**REQUIREMENT**. Pick out each line in the records below that contains the string "center" and copy those lines.

**EXTRACTED RECORDS**.
● ● ● ● ● ● ●

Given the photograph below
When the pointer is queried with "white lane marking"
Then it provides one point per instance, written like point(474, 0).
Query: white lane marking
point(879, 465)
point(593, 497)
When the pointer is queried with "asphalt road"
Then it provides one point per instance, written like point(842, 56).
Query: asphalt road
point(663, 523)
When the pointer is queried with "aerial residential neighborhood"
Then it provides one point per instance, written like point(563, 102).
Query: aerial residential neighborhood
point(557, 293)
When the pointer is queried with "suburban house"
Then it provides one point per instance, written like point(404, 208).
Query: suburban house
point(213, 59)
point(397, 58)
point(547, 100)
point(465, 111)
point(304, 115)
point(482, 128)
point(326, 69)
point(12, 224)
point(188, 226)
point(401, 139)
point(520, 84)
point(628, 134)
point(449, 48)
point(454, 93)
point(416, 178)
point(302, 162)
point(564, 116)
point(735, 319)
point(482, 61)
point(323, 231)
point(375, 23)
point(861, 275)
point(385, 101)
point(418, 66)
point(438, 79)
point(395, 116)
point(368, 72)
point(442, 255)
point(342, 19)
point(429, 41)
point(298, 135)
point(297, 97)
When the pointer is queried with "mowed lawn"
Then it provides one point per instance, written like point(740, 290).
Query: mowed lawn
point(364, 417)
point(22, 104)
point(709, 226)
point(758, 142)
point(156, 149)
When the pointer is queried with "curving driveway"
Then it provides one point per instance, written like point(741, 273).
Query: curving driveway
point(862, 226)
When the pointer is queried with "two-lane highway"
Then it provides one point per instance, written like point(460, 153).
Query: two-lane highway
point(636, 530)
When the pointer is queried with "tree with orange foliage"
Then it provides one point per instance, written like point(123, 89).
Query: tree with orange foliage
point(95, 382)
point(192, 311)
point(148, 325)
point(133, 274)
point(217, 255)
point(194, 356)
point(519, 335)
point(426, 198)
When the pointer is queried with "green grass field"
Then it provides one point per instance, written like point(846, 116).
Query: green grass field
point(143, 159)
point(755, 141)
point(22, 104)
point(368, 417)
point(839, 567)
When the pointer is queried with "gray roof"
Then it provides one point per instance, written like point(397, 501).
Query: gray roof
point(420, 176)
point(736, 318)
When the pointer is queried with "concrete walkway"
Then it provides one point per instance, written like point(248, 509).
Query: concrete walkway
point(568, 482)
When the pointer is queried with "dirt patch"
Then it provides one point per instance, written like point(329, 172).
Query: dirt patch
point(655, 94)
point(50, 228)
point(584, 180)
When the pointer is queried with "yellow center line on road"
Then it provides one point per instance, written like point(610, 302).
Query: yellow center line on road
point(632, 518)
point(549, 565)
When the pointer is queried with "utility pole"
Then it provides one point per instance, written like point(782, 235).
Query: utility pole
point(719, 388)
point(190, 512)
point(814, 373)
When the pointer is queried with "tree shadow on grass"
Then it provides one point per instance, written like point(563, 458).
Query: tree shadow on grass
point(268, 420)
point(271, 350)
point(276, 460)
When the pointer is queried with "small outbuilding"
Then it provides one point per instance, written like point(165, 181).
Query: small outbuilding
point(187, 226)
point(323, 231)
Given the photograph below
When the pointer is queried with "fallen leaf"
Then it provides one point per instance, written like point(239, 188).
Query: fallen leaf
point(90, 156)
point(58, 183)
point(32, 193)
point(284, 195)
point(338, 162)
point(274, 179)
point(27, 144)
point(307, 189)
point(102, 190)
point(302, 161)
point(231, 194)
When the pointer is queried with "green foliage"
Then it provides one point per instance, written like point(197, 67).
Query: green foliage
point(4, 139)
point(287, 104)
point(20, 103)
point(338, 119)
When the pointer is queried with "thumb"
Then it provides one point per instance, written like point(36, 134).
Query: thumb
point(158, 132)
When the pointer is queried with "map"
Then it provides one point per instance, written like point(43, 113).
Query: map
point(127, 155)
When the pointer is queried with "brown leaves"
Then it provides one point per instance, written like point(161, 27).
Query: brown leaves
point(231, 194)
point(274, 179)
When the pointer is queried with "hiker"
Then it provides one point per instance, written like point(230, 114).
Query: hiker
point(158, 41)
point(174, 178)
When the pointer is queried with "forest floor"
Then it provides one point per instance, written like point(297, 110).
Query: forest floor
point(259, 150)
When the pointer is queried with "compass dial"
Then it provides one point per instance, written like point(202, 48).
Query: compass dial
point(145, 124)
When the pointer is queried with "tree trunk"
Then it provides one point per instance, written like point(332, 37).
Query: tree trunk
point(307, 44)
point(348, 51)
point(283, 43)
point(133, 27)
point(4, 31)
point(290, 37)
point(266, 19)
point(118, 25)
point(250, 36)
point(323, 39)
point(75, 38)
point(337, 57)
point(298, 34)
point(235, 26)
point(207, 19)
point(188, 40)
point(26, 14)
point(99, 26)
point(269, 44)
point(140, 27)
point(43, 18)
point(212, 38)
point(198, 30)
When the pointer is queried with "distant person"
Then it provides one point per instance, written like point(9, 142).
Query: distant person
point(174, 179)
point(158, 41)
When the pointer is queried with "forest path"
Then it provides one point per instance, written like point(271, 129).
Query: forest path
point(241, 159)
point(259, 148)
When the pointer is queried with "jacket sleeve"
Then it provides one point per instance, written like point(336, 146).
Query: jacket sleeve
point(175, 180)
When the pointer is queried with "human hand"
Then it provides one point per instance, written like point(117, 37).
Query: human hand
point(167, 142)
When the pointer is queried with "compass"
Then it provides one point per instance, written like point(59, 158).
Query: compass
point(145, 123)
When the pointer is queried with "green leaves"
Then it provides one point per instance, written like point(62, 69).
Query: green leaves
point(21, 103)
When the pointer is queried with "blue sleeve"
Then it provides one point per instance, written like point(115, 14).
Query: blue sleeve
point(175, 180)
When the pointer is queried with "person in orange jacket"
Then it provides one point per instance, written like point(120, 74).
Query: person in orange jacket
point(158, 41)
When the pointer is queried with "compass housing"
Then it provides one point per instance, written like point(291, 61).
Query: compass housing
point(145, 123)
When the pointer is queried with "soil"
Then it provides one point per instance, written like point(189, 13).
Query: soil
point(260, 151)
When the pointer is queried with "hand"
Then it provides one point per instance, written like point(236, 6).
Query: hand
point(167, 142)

● ● ● ● ● ● ●

**OUTPUT**.
When the pointer is queried with "yellow center line on road"
Query: yellow center line on road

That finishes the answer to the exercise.